- [Prompt 1]:
Summarize the interview excerpt in two sentences.
- [Prompt 2]:
Transcribe the interview excerpt word for word, from "According to Benjamin" up to and including "in my work.".

[START OF Page extract]

According to Benjamin Paul, your method forms the basis of a subtle struggle with the dialectical role images play in mediating history.
Benjamin did a beautiful job of framing and articulating that objective in my work.
There is a constant referencing with politics, revolution, war: but one can feel the uncertainty of the subjects, as if you were trying to create an ambiguous environment?
Yes, I am interested in creating an ambiguous position, both ideologically and visually, as a liberation from news media’s highly skilled and produced, but propagandistic and overly-determined material.
Your latest works part from mass-market media, but you don’t seem to oversee the content of the images you are using for your pieces. They become part of the discourse. Can you elaborate?
I am interested in taking relatively few from the constant flood of information-driven images and shifting their terms in such a way that a space is opened for a heartfelt (both haptic/sensual and moving), contemplative, ambiguous, and relatively ambivalent experience. I’m not out to make a point, but rather to create a space for experience and discourse.
These techniques go hand-in-hand with the idea behind your work: that something in the real world is out of focus.
Out of focus and destabilized, breaking apart. And vibrating!

[END OF Page extract]
[START OF Records]

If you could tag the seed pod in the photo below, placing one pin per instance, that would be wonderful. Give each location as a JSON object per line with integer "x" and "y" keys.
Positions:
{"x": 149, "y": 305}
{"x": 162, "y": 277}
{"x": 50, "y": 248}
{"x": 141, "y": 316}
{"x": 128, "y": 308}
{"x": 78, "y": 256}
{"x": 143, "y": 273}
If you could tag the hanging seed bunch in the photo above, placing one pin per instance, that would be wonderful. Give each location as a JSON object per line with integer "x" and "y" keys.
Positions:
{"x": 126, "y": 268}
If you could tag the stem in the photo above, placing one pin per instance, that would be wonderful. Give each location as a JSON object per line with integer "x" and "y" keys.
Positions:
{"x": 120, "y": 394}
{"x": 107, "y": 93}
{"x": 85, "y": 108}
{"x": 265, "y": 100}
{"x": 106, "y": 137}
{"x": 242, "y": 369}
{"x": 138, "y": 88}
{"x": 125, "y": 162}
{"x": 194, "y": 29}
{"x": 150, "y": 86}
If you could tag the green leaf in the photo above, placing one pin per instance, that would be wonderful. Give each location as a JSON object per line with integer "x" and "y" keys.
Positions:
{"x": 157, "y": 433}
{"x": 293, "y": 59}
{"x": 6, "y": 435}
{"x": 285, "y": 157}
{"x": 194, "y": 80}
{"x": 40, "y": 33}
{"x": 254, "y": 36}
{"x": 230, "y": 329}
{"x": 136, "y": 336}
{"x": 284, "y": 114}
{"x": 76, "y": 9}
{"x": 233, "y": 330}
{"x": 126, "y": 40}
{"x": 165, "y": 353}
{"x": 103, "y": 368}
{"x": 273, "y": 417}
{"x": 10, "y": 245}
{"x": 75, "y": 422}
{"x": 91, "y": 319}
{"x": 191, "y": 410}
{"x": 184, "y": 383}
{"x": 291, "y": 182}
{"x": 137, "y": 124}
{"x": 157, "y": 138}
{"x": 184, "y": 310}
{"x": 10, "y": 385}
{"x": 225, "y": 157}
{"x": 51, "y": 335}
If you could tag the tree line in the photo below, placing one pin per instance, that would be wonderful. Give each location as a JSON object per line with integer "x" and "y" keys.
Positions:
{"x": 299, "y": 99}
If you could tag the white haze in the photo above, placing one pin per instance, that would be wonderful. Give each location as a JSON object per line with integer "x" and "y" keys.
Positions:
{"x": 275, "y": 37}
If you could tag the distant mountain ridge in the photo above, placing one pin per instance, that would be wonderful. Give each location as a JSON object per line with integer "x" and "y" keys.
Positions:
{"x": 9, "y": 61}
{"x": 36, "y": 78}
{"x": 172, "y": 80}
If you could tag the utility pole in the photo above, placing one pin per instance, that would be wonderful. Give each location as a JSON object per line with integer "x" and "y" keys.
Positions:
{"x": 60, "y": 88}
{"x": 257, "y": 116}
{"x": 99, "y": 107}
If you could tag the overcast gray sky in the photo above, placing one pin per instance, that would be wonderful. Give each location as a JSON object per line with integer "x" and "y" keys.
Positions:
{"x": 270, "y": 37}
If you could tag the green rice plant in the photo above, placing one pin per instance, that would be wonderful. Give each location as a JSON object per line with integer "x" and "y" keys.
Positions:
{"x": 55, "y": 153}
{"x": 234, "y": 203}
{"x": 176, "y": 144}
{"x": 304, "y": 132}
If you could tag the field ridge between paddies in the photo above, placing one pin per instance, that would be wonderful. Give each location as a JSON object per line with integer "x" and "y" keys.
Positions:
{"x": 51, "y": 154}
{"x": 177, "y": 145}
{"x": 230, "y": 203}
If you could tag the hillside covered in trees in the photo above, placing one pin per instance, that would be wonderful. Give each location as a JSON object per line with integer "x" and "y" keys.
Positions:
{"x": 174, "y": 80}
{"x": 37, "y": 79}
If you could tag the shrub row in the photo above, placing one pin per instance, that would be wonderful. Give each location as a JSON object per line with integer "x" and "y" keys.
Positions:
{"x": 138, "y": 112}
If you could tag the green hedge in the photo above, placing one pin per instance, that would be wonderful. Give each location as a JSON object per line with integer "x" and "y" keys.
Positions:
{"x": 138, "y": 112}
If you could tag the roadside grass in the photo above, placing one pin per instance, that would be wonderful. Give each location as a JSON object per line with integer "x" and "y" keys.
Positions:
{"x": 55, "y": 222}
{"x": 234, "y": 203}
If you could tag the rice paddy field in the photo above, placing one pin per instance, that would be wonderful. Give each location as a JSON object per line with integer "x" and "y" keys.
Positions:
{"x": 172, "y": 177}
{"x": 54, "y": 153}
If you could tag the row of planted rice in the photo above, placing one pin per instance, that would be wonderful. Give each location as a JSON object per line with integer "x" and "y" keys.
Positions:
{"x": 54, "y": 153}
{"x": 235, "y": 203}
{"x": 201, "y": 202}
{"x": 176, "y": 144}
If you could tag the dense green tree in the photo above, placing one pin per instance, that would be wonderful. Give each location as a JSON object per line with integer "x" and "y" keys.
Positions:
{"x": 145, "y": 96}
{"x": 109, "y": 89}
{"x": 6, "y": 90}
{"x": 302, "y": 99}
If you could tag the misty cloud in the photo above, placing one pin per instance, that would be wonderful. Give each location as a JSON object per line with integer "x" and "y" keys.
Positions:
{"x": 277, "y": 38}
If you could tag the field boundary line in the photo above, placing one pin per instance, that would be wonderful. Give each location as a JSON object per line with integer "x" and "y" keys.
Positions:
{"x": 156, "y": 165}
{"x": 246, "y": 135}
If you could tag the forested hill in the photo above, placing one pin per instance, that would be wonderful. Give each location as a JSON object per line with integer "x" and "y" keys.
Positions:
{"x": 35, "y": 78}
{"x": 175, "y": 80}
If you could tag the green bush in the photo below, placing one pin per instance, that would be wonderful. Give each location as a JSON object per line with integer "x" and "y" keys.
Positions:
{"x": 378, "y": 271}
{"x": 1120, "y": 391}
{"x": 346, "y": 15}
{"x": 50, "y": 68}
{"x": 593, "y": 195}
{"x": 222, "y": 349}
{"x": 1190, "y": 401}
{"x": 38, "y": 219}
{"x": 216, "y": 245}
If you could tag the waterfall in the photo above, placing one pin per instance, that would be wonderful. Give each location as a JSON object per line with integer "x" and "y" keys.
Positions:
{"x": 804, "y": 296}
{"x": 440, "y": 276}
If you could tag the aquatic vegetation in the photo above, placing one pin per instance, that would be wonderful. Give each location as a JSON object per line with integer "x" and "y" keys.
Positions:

[END OF Records]

- [Correct response 1]:
The artist interviewed describes wanting to create an ambiguous position, both ideologically and visually, as a liberation from the propagandistic and overly-determined material of news media. Taking relatively few images from the constant flood of information-driven images and shifting their terms, the artist aims not to make a point but to open a space for a contemplative, ambiguous experience and for discourse.

- [Correct response 2]:
According to Benjamin Paul, your method forms the basis of a subtle struggle with the dialectical role images play in mediating history.
Benjamin did a beautiful job of framing and articulating that objective in my work.